• [Problem description] Retype the data that follows with no alterations, please.
***** Materials provided *****
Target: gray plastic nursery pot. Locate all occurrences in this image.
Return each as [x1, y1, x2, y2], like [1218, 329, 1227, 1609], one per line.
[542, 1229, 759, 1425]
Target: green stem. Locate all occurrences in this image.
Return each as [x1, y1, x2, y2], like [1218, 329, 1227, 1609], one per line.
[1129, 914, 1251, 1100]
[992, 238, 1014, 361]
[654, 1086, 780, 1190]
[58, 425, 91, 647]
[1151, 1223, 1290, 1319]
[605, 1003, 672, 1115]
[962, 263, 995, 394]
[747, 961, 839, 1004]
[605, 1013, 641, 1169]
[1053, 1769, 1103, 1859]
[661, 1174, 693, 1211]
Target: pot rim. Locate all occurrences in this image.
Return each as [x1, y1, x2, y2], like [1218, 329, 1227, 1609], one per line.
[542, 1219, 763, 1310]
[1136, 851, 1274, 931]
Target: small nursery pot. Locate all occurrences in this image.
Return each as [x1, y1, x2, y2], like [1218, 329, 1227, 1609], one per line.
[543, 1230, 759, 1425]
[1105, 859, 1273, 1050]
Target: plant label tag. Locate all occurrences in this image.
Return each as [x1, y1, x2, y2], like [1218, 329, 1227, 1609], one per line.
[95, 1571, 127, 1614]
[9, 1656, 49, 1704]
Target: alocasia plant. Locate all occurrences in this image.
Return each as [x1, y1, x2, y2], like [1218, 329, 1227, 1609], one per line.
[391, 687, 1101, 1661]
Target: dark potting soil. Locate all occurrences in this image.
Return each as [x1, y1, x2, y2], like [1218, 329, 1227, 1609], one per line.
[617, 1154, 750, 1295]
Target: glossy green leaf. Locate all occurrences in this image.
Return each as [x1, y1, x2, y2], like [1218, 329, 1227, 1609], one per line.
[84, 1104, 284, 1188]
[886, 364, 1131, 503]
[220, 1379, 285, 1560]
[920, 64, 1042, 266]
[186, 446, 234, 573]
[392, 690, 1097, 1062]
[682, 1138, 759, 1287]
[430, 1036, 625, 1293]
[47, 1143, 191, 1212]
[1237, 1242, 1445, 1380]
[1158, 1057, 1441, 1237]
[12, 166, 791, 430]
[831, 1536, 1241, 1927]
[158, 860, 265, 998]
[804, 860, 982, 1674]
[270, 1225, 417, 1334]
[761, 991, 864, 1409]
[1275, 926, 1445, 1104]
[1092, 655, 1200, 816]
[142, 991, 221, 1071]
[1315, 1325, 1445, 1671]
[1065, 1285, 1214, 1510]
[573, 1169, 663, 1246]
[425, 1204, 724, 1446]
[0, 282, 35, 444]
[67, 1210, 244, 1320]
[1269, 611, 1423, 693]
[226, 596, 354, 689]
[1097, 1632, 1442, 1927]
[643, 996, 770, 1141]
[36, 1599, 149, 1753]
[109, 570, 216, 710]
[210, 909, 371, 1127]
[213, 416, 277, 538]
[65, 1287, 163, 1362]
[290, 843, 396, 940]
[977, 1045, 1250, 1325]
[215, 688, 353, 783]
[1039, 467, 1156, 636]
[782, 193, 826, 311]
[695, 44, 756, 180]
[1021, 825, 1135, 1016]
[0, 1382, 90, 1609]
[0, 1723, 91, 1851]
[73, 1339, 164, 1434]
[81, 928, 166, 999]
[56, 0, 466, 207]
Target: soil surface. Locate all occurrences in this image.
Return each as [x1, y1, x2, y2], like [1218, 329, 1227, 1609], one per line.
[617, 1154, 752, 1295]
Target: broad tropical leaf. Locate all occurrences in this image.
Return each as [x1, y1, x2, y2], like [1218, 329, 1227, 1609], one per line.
*****
• [Task answer]
Target: gray plastic nursery pot. Locate all occurrences in this image.
Return each as [x1, y1, x2, y2], like [1218, 329, 1227, 1609], one per line.
[542, 1229, 759, 1425]
Target: green stem. Locate all occurrences in this image.
Return each as [x1, y1, x2, y2], like [1218, 329, 1227, 1609], one per line.
[1129, 914, 1251, 1100]
[992, 238, 1014, 361]
[654, 1086, 780, 1190]
[58, 425, 91, 647]
[1151, 1223, 1290, 1319]
[605, 1003, 672, 1115]
[962, 263, 995, 394]
[747, 961, 839, 1004]
[605, 1013, 641, 1169]
[1053, 1769, 1103, 1859]
[661, 1174, 693, 1211]
Target: pot rim. Locate all occurrences in this image.
Return each as [x1, y1, x2, y2], like [1218, 329, 1227, 1609], one per line.
[542, 1219, 763, 1310]
[1136, 851, 1274, 931]
Target: small nursery pot. Locate all occurrences in this image.
Return each as [x1, y1, x2, y2], like [1218, 329, 1227, 1609], one per line.
[543, 1230, 759, 1425]
[1105, 859, 1273, 1050]
Target: plant label tag. Locate all occurrences in this image.
Return each as [x1, y1, x2, y2], like [1218, 329, 1227, 1609], one per line.
[95, 1571, 127, 1614]
[9, 1656, 49, 1704]
Target: alocasia plant. Locate all occurrences in this image.
Return each as [x1, y1, x2, y2], like [1218, 329, 1227, 1609], one per line.
[391, 687, 1101, 1661]
Target: dark potting soil. Locate all occurrences in this image.
Return each as [x1, y1, x2, y2], like [1218, 329, 1227, 1609], one per line.
[617, 1154, 750, 1295]
Target: glossy green leaf. Locate all occurrences in this image.
Return each as [x1, y1, x2, y2], like [1218, 329, 1227, 1609], one per line.
[84, 1104, 284, 1188]
[886, 364, 1131, 503]
[220, 1379, 285, 1560]
[920, 64, 1042, 266]
[186, 446, 234, 573]
[392, 690, 1097, 1062]
[682, 1138, 759, 1287]
[430, 1036, 625, 1293]
[47, 1143, 191, 1212]
[1237, 1242, 1445, 1380]
[1158, 1057, 1441, 1237]
[12, 166, 791, 430]
[831, 1536, 1241, 1927]
[158, 860, 265, 998]
[804, 860, 982, 1674]
[270, 1225, 417, 1334]
[761, 991, 864, 1409]
[1275, 926, 1445, 1104]
[1092, 655, 1200, 816]
[142, 991, 221, 1071]
[1315, 1325, 1445, 1671]
[1065, 1285, 1214, 1510]
[573, 1169, 663, 1246]
[425, 1204, 724, 1446]
[0, 282, 35, 444]
[67, 1210, 244, 1320]
[1269, 611, 1423, 693]
[226, 596, 354, 689]
[1097, 1632, 1442, 1927]
[643, 996, 770, 1141]
[36, 1599, 149, 1753]
[109, 570, 216, 710]
[210, 909, 371, 1127]
[213, 416, 277, 538]
[65, 1287, 163, 1362]
[290, 843, 396, 940]
[977, 1045, 1250, 1325]
[215, 688, 353, 783]
[1039, 467, 1156, 636]
[782, 193, 826, 311]
[695, 44, 756, 180]
[1021, 825, 1135, 1016]
[0, 1382, 90, 1609]
[0, 1723, 91, 1851]
[73, 1339, 164, 1434]
[81, 928, 166, 999]
[56, 0, 466, 207]
Target: soil surface. Locate all occurrences in this image.
Return each as [x1, y1, x2, y2], like [1218, 329, 1227, 1609], one per line.
[617, 1154, 752, 1295]
Target: broad tropical leaf. Locate all occurrences in this image.
Return each as [x1, y1, x2, y2], like [1218, 329, 1227, 1609], one per line.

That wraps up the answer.